EXERCISE GOAL: Give these records again with "water droplet" replaced by "raindrop" everywhere it appears, leaving everything else as it is. Leave the pictures out of your answer.

-------

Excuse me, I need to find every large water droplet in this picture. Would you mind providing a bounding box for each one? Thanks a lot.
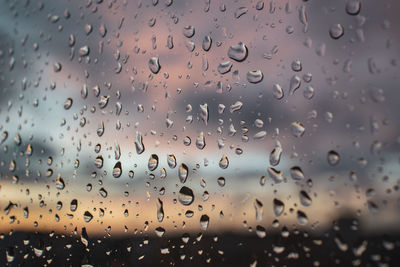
[183,25,195,38]
[201,35,212,51]
[149,57,161,74]
[272,83,283,100]
[156,198,164,222]
[178,186,194,206]
[329,24,344,39]
[178,163,189,183]
[113,161,122,178]
[273,198,285,217]
[269,141,282,166]
[200,214,210,230]
[254,198,264,222]
[290,121,306,137]
[299,190,312,207]
[135,132,144,155]
[147,154,158,171]
[219,155,229,169]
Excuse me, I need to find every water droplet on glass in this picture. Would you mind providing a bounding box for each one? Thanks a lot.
[113,161,122,178]
[178,163,189,183]
[149,57,161,74]
[346,0,361,16]
[228,42,248,62]
[290,121,306,137]
[217,60,232,74]
[217,177,225,187]
[135,132,144,155]
[147,154,158,171]
[297,210,308,225]
[267,168,284,184]
[196,132,206,149]
[327,150,340,166]
[156,198,164,222]
[269,141,282,166]
[246,70,264,83]
[329,24,344,39]
[290,166,304,181]
[183,25,195,38]
[300,190,312,207]
[178,186,194,206]
[289,75,301,95]
[254,198,264,222]
[83,211,93,223]
[167,154,176,169]
[200,214,210,230]
[219,155,229,169]
[272,83,284,100]
[273,198,285,217]
[201,35,212,51]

-------

RESULT OF THIS TASK:
Excuse me, I need to find every large raindrop in this picture. Would you mind providing a bounding box for each one? Thanks a lot.
[183,25,195,38]
[201,35,212,51]
[149,57,161,74]
[272,83,283,100]
[156,198,164,222]
[178,186,194,206]
[329,24,344,39]
[178,163,189,183]
[113,161,122,178]
[273,198,285,217]
[269,141,282,166]
[200,214,210,230]
[254,198,264,222]
[290,121,306,137]
[299,190,312,207]
[135,132,144,155]
[147,154,158,171]
[219,155,229,169]
Excuse me, I need to find every raindrop on glass in this picture. Would you mind providing a bounding box for each one? Thanks a lot.
[113,161,122,178]
[178,163,189,183]
[149,57,161,74]
[346,0,361,16]
[228,42,248,62]
[290,121,306,137]
[217,60,232,74]
[217,177,225,187]
[135,132,144,155]
[147,154,158,171]
[297,210,308,225]
[267,168,284,184]
[196,132,206,149]
[327,150,340,166]
[156,198,164,222]
[269,141,282,166]
[246,70,264,83]
[329,24,344,39]
[290,166,304,181]
[183,25,195,38]
[300,190,312,207]
[178,186,194,206]
[289,75,301,95]
[254,198,264,222]
[83,211,93,223]
[167,154,176,169]
[200,214,210,230]
[219,155,229,169]
[272,83,284,100]
[273,198,285,217]
[201,35,212,51]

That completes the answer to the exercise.